The task:
Which brand-name medications does the text on bunion treatment name? List all of them.

== Text segment ==

Can Bunions Be Treated Without Surgery?
A bunion is a common problem that primarily occurs in women, but can develop in nearly any foot. A person with a bunion present experiences a bony and hard protuberance at the base of the big toe, where connection to the foot is made. A bunion is more than just a bump on the foot, but can become a chronic and painful foot condition.
Most bunions may be treated without surgery. However, in serious cases, a podiatrist may recommend surgery as an alternative treatment. This occurs when routine non-surgical treatments fail to provide relief for the patient.
Through careful examination of the foot and a complete medical history a foot specialist can determine if you have a bunion. The anatomy of the foot is examined during the assessment and radiographs or x-rays may be ordered. The x-rays can determine the integrity of the foot bones and joints, as well as uncover any underlying problems such as arthritis or gout.
Your doctor may order x-rays at the time of assessment in order to get a clear indication of the foot problem. X-rays are a superb method of calculating the proper alignment of the toes to see if any shifting has taken place.
One of the most common non-surgical treatments that can be conducted at home is rest. The foot should be rested for a long period of time, while avoiding any activity that may increase pain or exacerbate the condition. Wearing loose or wider shoes during the healing process may be necessary, especially if the condition is painful.
Your doctor, to help reduce the inflammation and swelling, may administer anti-inflammatory medications. The anti-inflammatories will also reduce the pain experienced from the bunion. Over-the-counter medications may help relieve the inflammation and swelling. Some of the common medications used are Advil, Motrin, Aleve and Naprosyn.
Application of an ice pack on the affected area also helps to reduce the pain and swelling, especially after the bunion was aggravated through physical activity or tight shoes. Your podiatrist may also recommend stretching exercises along the inner part of the joint of the bunion to help reduce the tension and pressure that may build when the condition becomes exacerbated.
Your podiatrist may also fit you for a small foot brace or padding, which can help make bunions much less painful.
The last resort for many with severe bunions, prior to surgery, is a cortisone treatment. A local cortisone injection directly into the bunion can help reduce inflammation of the joint at the base of the big toe. Your doctor may administer cortisone injections on several visits if the pain becomes severe and other methods of treatment are providing limited relief.

===
== Dataset excerpts ==

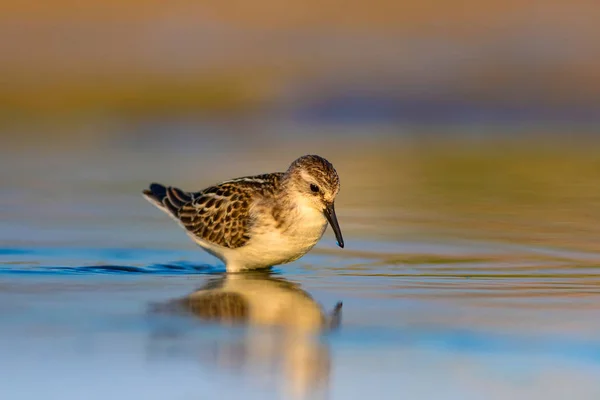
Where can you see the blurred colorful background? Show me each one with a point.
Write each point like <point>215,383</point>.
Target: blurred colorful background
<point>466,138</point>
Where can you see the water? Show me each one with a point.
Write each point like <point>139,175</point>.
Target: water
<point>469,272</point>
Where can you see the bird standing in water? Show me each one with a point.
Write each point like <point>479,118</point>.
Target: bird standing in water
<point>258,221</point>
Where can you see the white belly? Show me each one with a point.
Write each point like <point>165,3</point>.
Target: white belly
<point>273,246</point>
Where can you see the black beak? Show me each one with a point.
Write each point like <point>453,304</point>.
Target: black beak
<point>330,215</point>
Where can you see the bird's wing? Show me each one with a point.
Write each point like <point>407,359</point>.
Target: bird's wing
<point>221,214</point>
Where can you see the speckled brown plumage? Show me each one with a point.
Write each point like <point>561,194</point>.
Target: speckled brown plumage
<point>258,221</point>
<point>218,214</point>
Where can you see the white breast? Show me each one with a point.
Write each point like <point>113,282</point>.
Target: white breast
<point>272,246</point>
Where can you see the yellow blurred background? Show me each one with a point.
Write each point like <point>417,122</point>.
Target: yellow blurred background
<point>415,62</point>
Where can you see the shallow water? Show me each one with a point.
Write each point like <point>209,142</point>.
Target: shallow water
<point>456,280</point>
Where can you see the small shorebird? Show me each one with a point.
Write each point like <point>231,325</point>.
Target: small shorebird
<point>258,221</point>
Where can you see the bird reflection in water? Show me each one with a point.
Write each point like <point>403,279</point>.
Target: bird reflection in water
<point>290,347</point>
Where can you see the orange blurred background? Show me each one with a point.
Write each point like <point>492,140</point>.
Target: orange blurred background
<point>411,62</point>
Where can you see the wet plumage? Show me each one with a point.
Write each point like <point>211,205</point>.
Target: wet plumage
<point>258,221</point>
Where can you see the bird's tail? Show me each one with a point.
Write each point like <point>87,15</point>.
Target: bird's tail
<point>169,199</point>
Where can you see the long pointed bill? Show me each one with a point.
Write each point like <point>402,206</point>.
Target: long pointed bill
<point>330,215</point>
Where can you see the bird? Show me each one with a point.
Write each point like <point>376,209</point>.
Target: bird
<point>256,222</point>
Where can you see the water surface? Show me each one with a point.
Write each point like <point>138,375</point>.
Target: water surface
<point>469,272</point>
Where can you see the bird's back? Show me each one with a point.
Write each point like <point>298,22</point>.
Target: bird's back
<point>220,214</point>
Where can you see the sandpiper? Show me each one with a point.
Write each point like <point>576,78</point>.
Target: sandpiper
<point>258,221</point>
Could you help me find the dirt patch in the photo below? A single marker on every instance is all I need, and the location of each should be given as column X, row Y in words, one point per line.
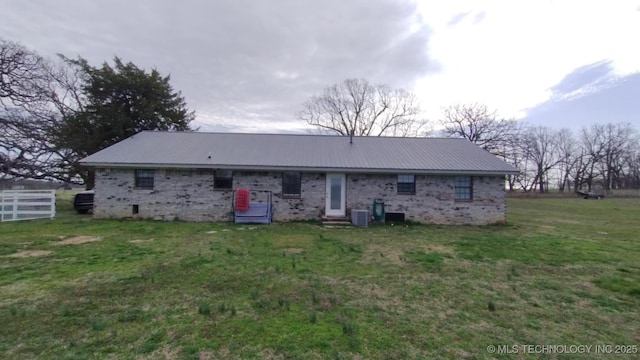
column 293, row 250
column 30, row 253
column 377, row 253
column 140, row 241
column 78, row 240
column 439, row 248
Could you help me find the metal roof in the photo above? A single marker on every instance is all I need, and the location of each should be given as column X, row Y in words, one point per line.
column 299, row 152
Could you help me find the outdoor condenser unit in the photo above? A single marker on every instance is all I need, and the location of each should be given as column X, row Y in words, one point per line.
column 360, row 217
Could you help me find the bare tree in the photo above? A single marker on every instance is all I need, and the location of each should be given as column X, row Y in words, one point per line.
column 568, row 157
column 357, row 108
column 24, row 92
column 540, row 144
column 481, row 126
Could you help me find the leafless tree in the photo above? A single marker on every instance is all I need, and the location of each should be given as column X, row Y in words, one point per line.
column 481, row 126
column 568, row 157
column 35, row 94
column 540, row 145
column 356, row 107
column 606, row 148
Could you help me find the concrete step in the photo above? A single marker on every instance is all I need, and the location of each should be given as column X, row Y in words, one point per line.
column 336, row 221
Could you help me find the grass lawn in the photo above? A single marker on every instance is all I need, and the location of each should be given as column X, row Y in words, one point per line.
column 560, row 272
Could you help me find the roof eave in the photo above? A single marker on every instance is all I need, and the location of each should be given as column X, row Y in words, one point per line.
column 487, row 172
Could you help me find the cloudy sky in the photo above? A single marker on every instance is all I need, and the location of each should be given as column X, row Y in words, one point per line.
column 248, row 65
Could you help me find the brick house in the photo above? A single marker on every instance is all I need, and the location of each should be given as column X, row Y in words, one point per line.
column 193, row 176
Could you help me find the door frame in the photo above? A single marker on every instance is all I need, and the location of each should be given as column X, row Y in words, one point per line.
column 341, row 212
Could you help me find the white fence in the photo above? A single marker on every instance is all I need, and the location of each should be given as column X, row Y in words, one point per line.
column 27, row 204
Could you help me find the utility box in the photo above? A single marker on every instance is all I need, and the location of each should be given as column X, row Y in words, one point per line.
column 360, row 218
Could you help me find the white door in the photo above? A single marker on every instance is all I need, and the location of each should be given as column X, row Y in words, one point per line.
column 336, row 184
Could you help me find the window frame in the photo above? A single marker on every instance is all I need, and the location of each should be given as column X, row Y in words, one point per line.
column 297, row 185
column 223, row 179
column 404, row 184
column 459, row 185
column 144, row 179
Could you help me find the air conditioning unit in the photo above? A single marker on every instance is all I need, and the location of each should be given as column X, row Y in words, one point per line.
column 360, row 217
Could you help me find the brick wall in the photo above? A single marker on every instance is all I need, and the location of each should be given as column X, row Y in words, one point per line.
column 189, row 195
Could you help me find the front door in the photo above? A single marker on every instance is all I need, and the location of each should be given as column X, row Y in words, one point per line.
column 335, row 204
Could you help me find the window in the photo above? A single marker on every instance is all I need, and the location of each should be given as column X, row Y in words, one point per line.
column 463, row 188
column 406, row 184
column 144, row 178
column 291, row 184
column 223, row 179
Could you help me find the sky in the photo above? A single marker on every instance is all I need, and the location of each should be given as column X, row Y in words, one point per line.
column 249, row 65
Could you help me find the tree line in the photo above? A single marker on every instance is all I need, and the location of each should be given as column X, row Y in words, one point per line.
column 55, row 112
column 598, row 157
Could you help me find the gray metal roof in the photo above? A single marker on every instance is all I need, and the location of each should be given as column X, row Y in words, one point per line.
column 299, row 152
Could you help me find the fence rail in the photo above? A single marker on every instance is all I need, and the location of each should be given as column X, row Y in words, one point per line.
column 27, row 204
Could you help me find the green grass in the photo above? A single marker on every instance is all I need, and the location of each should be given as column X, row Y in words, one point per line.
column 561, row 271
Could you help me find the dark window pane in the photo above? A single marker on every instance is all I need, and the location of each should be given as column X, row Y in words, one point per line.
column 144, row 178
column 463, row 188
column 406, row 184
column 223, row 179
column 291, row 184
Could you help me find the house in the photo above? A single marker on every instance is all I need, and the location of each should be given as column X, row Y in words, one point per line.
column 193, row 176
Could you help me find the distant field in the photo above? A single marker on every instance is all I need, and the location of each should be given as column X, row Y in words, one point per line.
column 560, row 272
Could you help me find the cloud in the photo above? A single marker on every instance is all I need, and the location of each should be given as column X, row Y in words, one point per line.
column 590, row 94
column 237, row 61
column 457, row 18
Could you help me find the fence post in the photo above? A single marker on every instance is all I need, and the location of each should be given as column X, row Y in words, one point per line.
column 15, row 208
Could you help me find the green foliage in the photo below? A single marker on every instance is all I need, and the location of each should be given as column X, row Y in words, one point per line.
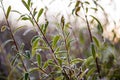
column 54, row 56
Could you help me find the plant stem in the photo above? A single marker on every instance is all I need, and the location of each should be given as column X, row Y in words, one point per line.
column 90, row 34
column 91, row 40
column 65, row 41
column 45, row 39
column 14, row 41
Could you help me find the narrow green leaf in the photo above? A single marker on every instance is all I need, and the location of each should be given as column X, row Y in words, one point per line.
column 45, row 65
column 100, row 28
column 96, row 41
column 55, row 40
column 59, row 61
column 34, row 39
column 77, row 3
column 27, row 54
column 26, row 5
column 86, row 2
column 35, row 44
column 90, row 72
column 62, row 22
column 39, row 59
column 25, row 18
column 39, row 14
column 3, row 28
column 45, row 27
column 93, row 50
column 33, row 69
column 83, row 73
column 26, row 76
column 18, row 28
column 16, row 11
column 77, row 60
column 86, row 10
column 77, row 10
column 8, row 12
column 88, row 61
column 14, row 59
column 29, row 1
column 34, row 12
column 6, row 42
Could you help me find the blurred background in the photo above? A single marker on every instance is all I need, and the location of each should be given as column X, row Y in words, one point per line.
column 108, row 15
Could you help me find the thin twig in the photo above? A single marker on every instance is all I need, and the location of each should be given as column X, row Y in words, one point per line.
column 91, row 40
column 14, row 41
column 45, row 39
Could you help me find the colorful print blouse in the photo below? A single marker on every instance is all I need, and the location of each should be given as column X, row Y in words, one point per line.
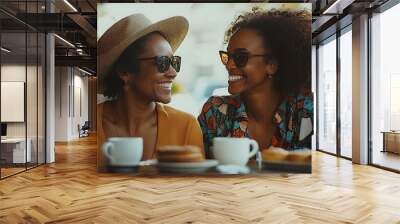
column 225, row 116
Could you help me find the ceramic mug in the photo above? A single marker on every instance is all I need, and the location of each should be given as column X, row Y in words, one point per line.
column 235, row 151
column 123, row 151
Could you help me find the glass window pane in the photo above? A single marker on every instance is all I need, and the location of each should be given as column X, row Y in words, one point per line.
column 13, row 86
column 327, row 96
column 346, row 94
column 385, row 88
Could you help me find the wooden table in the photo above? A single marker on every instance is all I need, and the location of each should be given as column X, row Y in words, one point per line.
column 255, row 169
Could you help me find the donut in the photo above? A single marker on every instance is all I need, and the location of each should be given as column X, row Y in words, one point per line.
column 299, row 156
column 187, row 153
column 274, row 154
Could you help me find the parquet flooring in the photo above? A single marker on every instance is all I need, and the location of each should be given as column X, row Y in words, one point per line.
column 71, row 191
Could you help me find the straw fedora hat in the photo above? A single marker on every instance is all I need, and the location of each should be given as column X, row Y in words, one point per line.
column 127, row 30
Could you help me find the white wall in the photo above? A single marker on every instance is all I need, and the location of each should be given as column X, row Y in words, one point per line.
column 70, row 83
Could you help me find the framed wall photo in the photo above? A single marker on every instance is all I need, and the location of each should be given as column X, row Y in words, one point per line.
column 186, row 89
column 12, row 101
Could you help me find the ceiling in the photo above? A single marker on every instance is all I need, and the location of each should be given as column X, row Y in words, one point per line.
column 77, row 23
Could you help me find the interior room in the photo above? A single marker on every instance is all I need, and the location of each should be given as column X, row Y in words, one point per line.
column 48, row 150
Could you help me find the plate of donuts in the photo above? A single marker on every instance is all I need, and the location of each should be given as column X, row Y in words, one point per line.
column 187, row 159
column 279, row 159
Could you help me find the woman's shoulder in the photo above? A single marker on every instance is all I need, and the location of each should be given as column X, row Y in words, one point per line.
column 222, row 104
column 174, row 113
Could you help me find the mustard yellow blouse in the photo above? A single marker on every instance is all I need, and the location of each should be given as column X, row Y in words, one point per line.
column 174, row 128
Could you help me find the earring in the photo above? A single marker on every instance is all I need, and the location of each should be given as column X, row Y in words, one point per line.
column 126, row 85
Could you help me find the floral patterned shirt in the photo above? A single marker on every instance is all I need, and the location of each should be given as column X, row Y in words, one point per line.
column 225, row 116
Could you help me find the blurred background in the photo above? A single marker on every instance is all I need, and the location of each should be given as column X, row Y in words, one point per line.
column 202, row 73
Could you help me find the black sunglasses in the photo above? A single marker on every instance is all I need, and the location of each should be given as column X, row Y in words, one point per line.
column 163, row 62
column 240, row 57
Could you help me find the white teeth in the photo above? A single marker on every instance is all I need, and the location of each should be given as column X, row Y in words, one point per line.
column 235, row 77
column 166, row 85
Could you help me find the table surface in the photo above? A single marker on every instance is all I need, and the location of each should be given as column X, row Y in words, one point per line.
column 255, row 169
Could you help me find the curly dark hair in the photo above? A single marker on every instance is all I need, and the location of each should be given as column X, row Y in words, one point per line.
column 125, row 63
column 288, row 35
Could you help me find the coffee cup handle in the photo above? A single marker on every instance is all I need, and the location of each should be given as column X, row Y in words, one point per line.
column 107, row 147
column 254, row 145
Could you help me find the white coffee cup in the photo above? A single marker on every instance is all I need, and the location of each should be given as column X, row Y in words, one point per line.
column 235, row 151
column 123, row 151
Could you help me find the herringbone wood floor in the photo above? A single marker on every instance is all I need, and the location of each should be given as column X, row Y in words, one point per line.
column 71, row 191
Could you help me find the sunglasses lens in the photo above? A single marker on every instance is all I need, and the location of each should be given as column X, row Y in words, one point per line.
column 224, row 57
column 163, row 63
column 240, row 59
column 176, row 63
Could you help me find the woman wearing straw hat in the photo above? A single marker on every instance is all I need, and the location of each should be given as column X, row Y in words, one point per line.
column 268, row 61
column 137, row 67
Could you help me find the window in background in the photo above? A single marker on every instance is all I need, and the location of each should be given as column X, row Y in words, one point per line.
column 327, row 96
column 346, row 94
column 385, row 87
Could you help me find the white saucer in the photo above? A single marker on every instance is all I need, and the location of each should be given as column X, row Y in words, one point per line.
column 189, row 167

===

Expected output:
Advil, Motrin, Aleve, Naprosyn